[Start Passage given]

Point That Finger at Yourself!

I think it’s a rare experience to find a really good boss; someone you actually learn from. Throughout my life I’ve held a number of jobs, in an extremely wide variety of professions.  At one point, I had a career as a computer technician, as both a hardware and software technician; I maintained the first telephone “help desk” for the State of Michigan’s first local area networks, back in the mid-’80s. At the time, I was working for Core Technology, a “Burroughs” support company, founded by Robert M. Bessette. I’m not saying I didn’t learn anything from other bosses along the way, before, or after, but of all the bosses ever, Bob, as we were allowed to call him, taught me more about life, work, and being successful, than any other person I’ve ever known. By the late 80s I’d outgrown the help desk position. After dabbling as a computer instructor at his request, Bob asked me to take a job in sales.

This is where my real learning occurred. The sales position started out as a telemarketing job at 100% commission. I don’t think many people realize how many sales jobs out there are just like that one – no benefits, no salary, no guarantees – just a lot of hard work, with fairly large rewards if successful. The key is becoming successful. That’s one thing Bob Bessette knew how to do; and he was both willing and anxious to teach others. Make no mistake, this was not altruism on his part, but capitalism. The more his sales force sold the more the company made, hence, the more he made. I think to him, I was like a tomato plant ~ nurture and care for it properly, and it will PRODUCE. (He was right!)

Typically, in a sales organization, you have your monthly “quota” – your target sales figures for the month, and weekly sales meetings to review where each sales stands, how close to “closing” the deal each salesman is. Those meetings were often extremely uncomfortable and unpleasant, but I can honestly say I learned some of the most important lessons ever as a result.

For companies with sales divisions, it’s extremely important to the upper level management to know what’s happening with their revenue stream, so these meetings could be quite intense, particularly if a large sale appeared to be faltering, or taking too long to close. Over the years we expanded the sales division, so eventually it wasn’t just me getting “shredded” every week, but a room full of MY staff, along with me.

[End Passage given]
[Start Provided records]

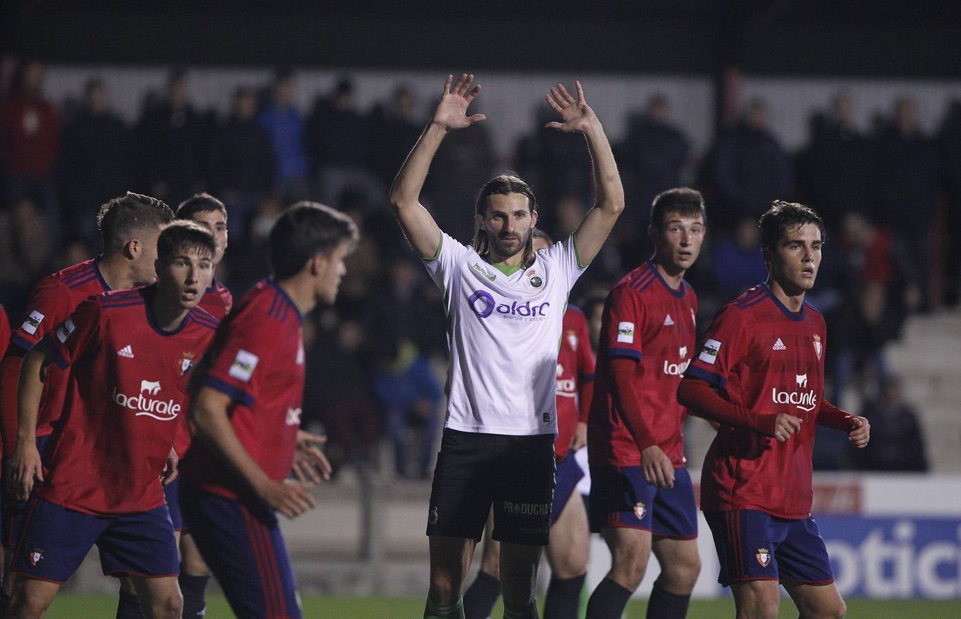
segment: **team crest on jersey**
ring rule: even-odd
[[[193,369],[193,358],[194,354],[192,352],[185,352],[184,356],[181,358],[181,376],[186,374],[186,372]]]
[[[43,314],[34,310],[27,316],[26,320],[23,321],[23,324],[20,325],[20,328],[30,335],[34,335],[37,333],[37,329],[39,328],[40,322],[43,321],[44,318],[46,317],[43,316]]]

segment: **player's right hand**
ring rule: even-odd
[[[317,506],[304,484],[295,480],[268,480],[257,493],[264,503],[288,518],[296,518]]]
[[[664,450],[651,445],[641,452],[644,480],[657,488],[674,488],[674,465]]]
[[[772,436],[781,442],[791,438],[792,434],[801,432],[801,417],[787,413],[778,413],[775,417],[775,428]]]
[[[470,127],[474,123],[486,118],[483,114],[467,115],[467,107],[474,101],[474,97],[480,92],[480,84],[472,86],[474,83],[474,74],[464,73],[454,86],[454,76],[447,76],[444,83],[444,93],[437,103],[437,109],[434,110],[431,122],[443,127],[447,131],[452,129],[463,129]]]
[[[10,492],[16,500],[26,501],[34,489],[34,479],[43,481],[43,464],[40,463],[40,452],[37,450],[36,441],[17,443],[11,461],[11,470],[13,479]]]

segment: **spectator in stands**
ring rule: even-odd
[[[769,129],[764,100],[752,99],[741,122],[721,136],[712,172],[720,203],[711,221],[722,229],[742,217],[757,219],[773,199],[794,195],[794,168]]]
[[[270,97],[260,110],[260,125],[270,135],[277,173],[274,186],[284,203],[309,197],[304,121],[294,104],[294,76],[287,69],[274,77]]]
[[[924,436],[915,408],[905,402],[901,381],[889,375],[880,381],[879,396],[866,400],[861,415],[871,416],[871,443],[856,450],[854,465],[861,470],[928,470]]]
[[[186,73],[171,71],[163,97],[145,101],[136,129],[137,178],[151,196],[175,204],[204,190],[205,121],[187,99]]]
[[[58,167],[64,224],[91,247],[100,246],[100,205],[135,187],[134,159],[131,132],[111,110],[106,85],[90,80],[83,109],[63,129]]]
[[[237,88],[230,119],[210,148],[210,183],[227,205],[231,235],[237,240],[246,238],[251,214],[274,185],[273,146],[257,112],[257,92]]]
[[[854,99],[838,93],[830,112],[811,121],[807,147],[798,161],[799,191],[825,218],[828,229],[837,229],[842,215],[867,210],[876,203],[876,152],[853,122]]]
[[[909,98],[895,103],[894,122],[881,134],[880,199],[882,223],[907,244],[918,265],[923,307],[931,302],[931,215],[938,191],[938,158],[934,144],[918,127],[917,107]],[[921,217],[919,215],[924,214]]]
[[[371,171],[384,187],[389,187],[401,164],[417,141],[424,123],[414,113],[417,100],[409,85],[394,88],[390,98],[379,104],[371,114],[377,146],[367,153]]]
[[[17,66],[10,93],[0,100],[0,178],[10,205],[33,197],[49,224],[60,225],[54,176],[60,146],[60,117],[43,98],[43,64]]]
[[[654,196],[681,186],[680,177],[688,163],[691,147],[684,133],[669,122],[667,97],[655,94],[643,114],[628,120],[628,136],[618,163],[625,177],[625,190],[636,208],[628,208],[617,223],[615,235],[623,264],[640,264],[653,250],[647,213]]]
[[[713,221],[712,221],[713,223]],[[734,233],[721,236],[711,251],[714,284],[722,298],[734,298],[768,276],[758,248],[761,246],[757,219],[742,217]]]
[[[307,123],[308,152],[313,157],[317,195],[332,204],[346,190],[382,201],[382,186],[367,168],[371,121],[357,107],[354,82],[341,78],[328,97],[319,97]]]

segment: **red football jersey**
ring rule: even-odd
[[[580,410],[590,406],[590,383],[594,380],[594,351],[587,333],[587,319],[570,305],[564,312],[557,353],[557,438],[554,441],[557,461],[567,456]],[[583,419],[586,421],[586,419]]]
[[[30,350],[37,342],[73,313],[81,301],[91,295],[110,290],[100,274],[97,260],[86,260],[41,279],[34,288],[27,314],[13,331],[11,345]],[[15,371],[4,372],[0,385],[0,423],[3,425],[4,453],[12,454],[16,447],[16,399],[19,366]],[[66,398],[68,373],[51,366],[43,385],[43,397],[37,417],[37,436],[53,432],[51,425],[60,418]]]
[[[612,466],[641,464],[638,440],[628,426],[611,362],[637,361],[631,386],[640,400],[635,423],[650,433],[650,444],[659,446],[675,466],[683,466],[681,428],[686,409],[678,403],[678,385],[690,363],[696,344],[698,298],[686,281],[674,290],[649,260],[619,281],[607,296],[601,326],[597,380],[587,426],[592,463]]]
[[[255,286],[224,323],[202,385],[232,398],[228,411],[237,439],[271,478],[290,473],[304,397],[304,341],[297,306],[273,280]],[[194,438],[182,468],[184,482],[239,498],[247,488],[224,466],[215,448]]]
[[[707,381],[751,416],[788,413],[802,421],[784,442],[722,421],[704,458],[702,509],[810,515],[811,453],[826,345],[817,310],[805,302],[791,312],[764,284],[721,308],[685,377]]]
[[[210,287],[204,292],[204,297],[200,299],[200,306],[216,317],[217,320],[222,321],[227,318],[227,315],[231,313],[231,308],[234,307],[234,295],[227,289],[227,286],[214,277]]]
[[[91,298],[46,337],[71,370],[40,498],[98,515],[163,505],[160,475],[185,422],[187,379],[218,321],[194,308],[161,331],[150,308],[156,289]]]

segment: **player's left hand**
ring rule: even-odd
[[[856,417],[850,420],[851,429],[848,433],[848,440],[858,449],[864,449],[868,440],[871,440],[871,424],[863,417]]]
[[[597,114],[591,109],[584,100],[584,89],[580,86],[579,81],[575,81],[574,85],[578,89],[578,97],[570,93],[567,87],[558,83],[551,88],[551,94],[545,95],[547,103],[551,107],[560,114],[561,122],[551,122],[545,125],[547,129],[556,129],[557,131],[570,133],[572,131],[583,132],[590,127],[600,123]]]
[[[578,421],[578,429],[571,438],[571,451],[577,451],[587,444],[587,424]]]
[[[180,470],[178,470],[177,465],[180,464],[180,457],[177,452],[170,449],[170,455],[167,456],[167,464],[163,466],[163,472],[160,473],[160,483],[164,486],[170,486],[180,475]]]
[[[297,431],[297,449],[294,451],[294,477],[306,486],[331,481],[333,467],[320,445],[327,442],[327,437],[305,430]]]

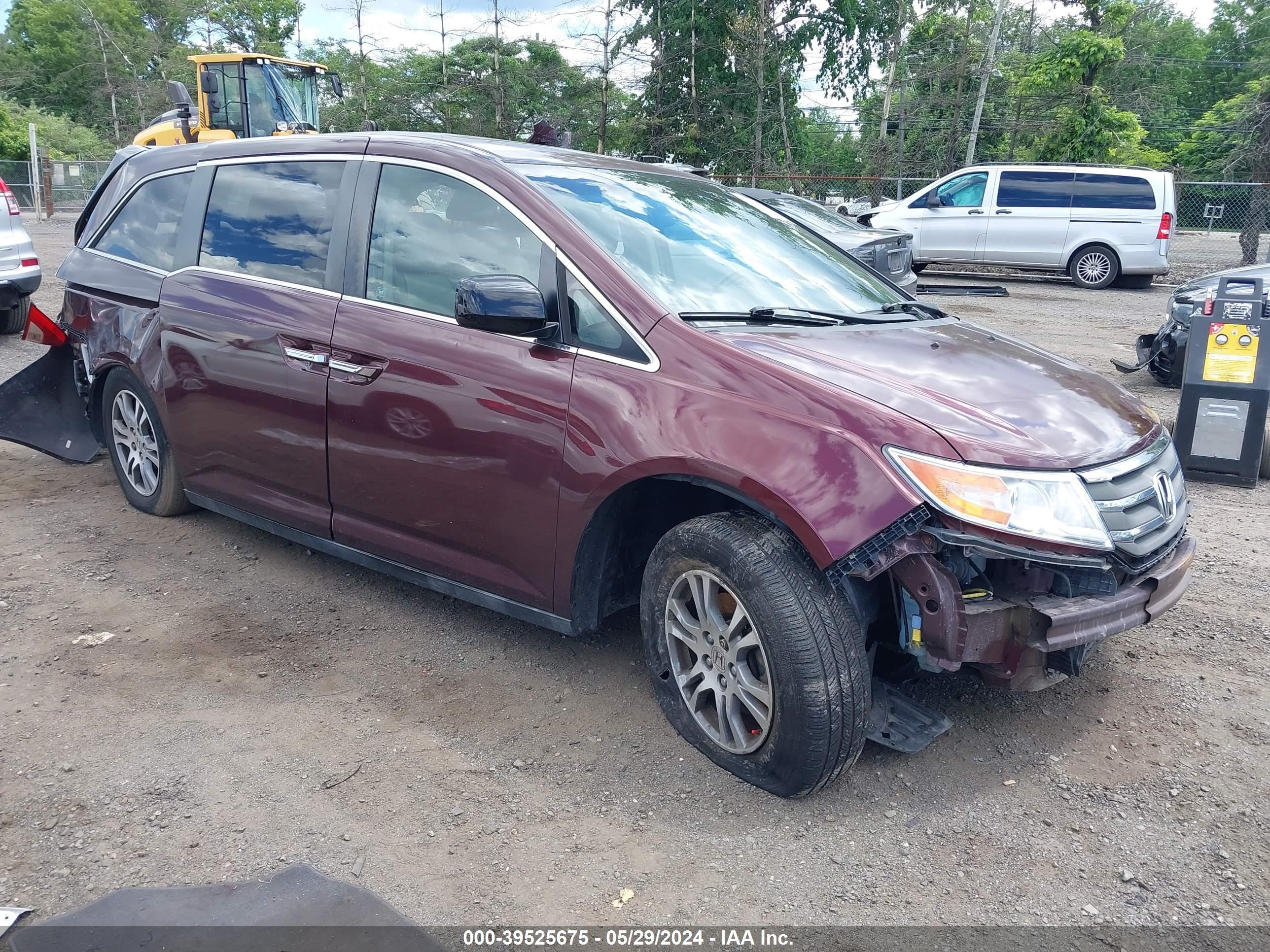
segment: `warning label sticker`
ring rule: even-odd
[[[1204,354],[1204,380],[1217,383],[1251,383],[1257,369],[1259,324],[1209,324]]]

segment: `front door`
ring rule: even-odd
[[[574,357],[453,315],[470,274],[519,274],[552,308],[555,255],[490,194],[436,170],[385,164],[366,194],[363,297],[349,287],[331,339],[334,537],[550,609]]]
[[[988,220],[983,213],[988,173],[970,171],[940,185],[940,204],[922,212],[917,258],[922,261],[977,261],[983,258]]]
[[[169,275],[159,303],[185,487],[326,537],[325,362],[356,165],[218,166],[198,267]]]
[[[1072,216],[1072,173],[1002,171],[988,216],[988,264],[1058,267]]]

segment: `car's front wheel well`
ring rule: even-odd
[[[644,566],[667,532],[698,515],[730,510],[781,524],[757,501],[711,480],[649,476],[615,490],[592,514],[574,556],[569,599],[574,631],[593,632],[608,616],[639,604]]]

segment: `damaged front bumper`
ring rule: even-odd
[[[1099,641],[1172,608],[1194,555],[1179,531],[1149,567],[1130,572],[1102,557],[979,538],[918,509],[829,575],[866,626],[878,622],[879,649],[898,647],[925,670],[966,668],[996,687],[1038,691],[1080,674]]]

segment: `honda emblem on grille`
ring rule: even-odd
[[[1156,500],[1160,503],[1160,512],[1163,514],[1165,519],[1168,522],[1173,520],[1177,515],[1177,496],[1173,493],[1173,481],[1168,479],[1168,473],[1161,470],[1156,473]]]

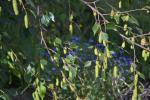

[End Provided records]

Challenge:
Please copy the text about a memorable boss, beginning at "For companies with" and stopping after "along with me.", and swap "revenue stream" for "income stream". This material was taken from a separate source.

Written answer:
For companies with sales divisions, it’s extremely important to the upper level management to know what’s happening with their income stream, so these meetings could be quite intense, particularly if a large sale appeared to be faltering, or taking too long to close. Over the years we expanded the sales division, so eventually it wasn’t just me getting “shredded” every week, but a room full of MY staff, along with me.